## Recorded data
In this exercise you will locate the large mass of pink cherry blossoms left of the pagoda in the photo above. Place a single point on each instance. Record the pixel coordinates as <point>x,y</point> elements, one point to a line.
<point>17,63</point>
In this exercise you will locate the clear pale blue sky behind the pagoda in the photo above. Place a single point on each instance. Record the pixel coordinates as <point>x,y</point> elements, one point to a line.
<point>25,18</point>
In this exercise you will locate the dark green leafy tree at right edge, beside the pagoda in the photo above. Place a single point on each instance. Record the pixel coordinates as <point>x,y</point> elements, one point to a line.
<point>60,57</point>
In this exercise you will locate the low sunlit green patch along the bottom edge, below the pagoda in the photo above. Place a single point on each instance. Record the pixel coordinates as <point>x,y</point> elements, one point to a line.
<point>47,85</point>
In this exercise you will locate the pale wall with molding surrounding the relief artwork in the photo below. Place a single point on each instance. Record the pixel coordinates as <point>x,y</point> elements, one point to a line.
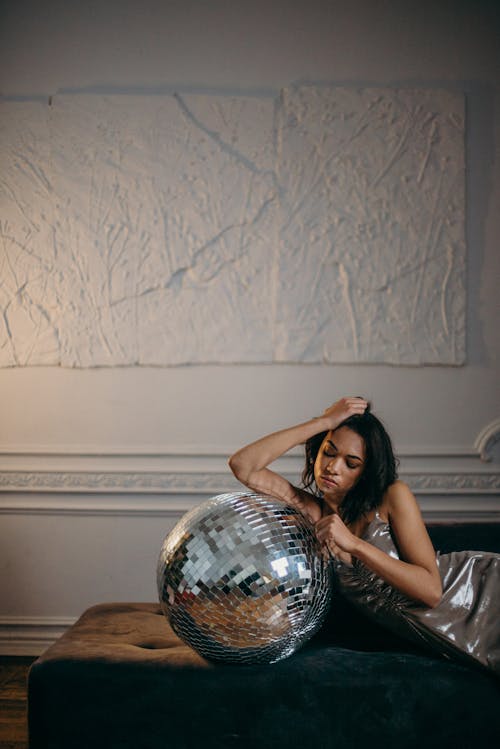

## Prompt
A verbatim reproduction of each entry is expected, with every picture omitted.

## Response
In this exercise you will locate the large mass of pink cherry blossoms left of the pagoda in the photo above. Place a single point on each instance. Record the pixel coordinates as <point>x,y</point> elements, one point to a line.
<point>17,63</point>
In this exercise you will locate the clear pale blue sky behind the pagoda in the photo above. Place a single point on each instance. Record the pixel coordinates as <point>x,y</point> elements, one point to a line.
<point>25,18</point>
In this exercise you will locate the dark green leafy tree at right edge, beside the pagoda in the photo above. Place a single point on each instance. Record the pixel coordinates as <point>x,y</point> elements, one point to a line.
<point>60,57</point>
In this exercise you will locate the low sunlit green patch along the bottom edge, below the pagoda in the photo above. Place a single point on each instance. Record the pixel coordinates as <point>x,y</point> elements, one point to a line.
<point>47,85</point>
In this exercise you will locate the pale wall with molding surrounding the relief artwork in the photo below. Place a single point on each instance. Record the pixel coordinates as <point>x,y</point> elements, one point to a line.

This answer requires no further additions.